*Document extract:*
Satterly’s research uncovered a 2016 letter from state officials to the Michigan chemical company Dow Corning, telling the company they had found containers with its logo. The letter declared that the site was an “imminent threat to human health and the environment,” and told Dow Corning it needed to clean up the dump site.
Dow Corning, which was split up in 2016 and partially absorbed by Dow, the Michigan chemical company, replied at the time that it had worked with state officials in 2012 and 2013 to address their concerns and had “submitted a proposal, with the agency’s knowledge, to the [city parks department] for participation in a possible response action. Your letter is the first communication we have received since then; it suggests that you are unaware of or indifferent to those discussions,” the company said.
Dow Corning further said at the time that it did not believe it had any legal liability for the forest dump site and would not commit to participating in its remediation.
State officials declined to answer questions about what happened to the cleanup talks they had with Dow Corning.
Satterly also found records showing the same person who created the Valley of the Drums in the 1960s, the late A.L. Taylor, who owned that land, was also dumping waste at about the same time on the neighboring property that would become the Gully of the Drums.
By the end of the 1960s, Jefferson County had agreed to clean up the gully following a legal dispute over the property’s ownership and claims that county officials had allowed the dumping. But there’s no evidence any such cleanup ever happened.
City Commits to “Getting This Right”

*Work request:*
Resume the article about the Gully of the Drums dump site, writing on from its last line, the heading "City Commits to “Getting This Right”".

*Information provided:*

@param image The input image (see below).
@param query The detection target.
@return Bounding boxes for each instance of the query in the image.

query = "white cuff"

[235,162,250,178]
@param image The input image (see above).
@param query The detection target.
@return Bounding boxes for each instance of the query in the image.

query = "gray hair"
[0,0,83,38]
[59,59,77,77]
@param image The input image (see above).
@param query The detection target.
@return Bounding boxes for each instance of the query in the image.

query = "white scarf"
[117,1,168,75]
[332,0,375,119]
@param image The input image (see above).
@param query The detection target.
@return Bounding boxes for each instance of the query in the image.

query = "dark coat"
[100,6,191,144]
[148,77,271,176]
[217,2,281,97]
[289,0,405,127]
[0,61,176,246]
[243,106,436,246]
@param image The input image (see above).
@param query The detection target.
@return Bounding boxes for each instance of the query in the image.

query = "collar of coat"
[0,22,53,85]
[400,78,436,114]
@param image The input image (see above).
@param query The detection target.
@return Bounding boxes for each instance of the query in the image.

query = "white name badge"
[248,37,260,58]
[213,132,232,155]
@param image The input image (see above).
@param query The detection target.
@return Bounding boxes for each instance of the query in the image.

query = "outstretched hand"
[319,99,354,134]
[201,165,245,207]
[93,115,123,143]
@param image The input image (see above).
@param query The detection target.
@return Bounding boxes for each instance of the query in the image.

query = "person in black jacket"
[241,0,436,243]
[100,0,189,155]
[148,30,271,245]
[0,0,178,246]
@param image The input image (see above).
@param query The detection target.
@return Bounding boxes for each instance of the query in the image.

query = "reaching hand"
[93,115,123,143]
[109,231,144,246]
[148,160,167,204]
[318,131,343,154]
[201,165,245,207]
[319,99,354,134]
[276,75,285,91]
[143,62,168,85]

*Response to this task:*
State officials nudged the city into conducting the new study Shield will now do. A state Energy and Environment Cabinet spokesman, John Mura, said Wednesday that the study should define the extent of waste material and characterize related soil contamination so officials can develop a corrective action plan. “The Cabinet expects [Louisville] to implement the cleanup and report the results to the Cabinet,” he said in an email.
The city, through Mayor Craig Greenburg’s spokesman Kevin Trager, has declined interview requests about the Gully of the Drums. But in a written statement Wednesday, Trager downplayed the site’s risk, saying it’s located in a remote area away from park amenities and parking areas.
“While further site investigation is needed—which is the contract just approved by the Metro Council—we have no reason to believe the active spaces and trails in the forest present the public with anything other than the opportunity for high-quality natural experiences,” he wrote.
Trager said the city would determine “next steps” after Shield completes the study. “We are committed to getting this right for those who visit … and the neighbors who live nearby.”
The Shield contract runs through Sept. 1.
One Metro Council member, Dan Seum Jr., a Republican whose district includes the memorial forest, is adamant that the city will clean it up, and quickly. He noted that state lawmakers this year allocated $2.5 million toward land acquisition and improvements at the forest and said he plans to ask the state for more.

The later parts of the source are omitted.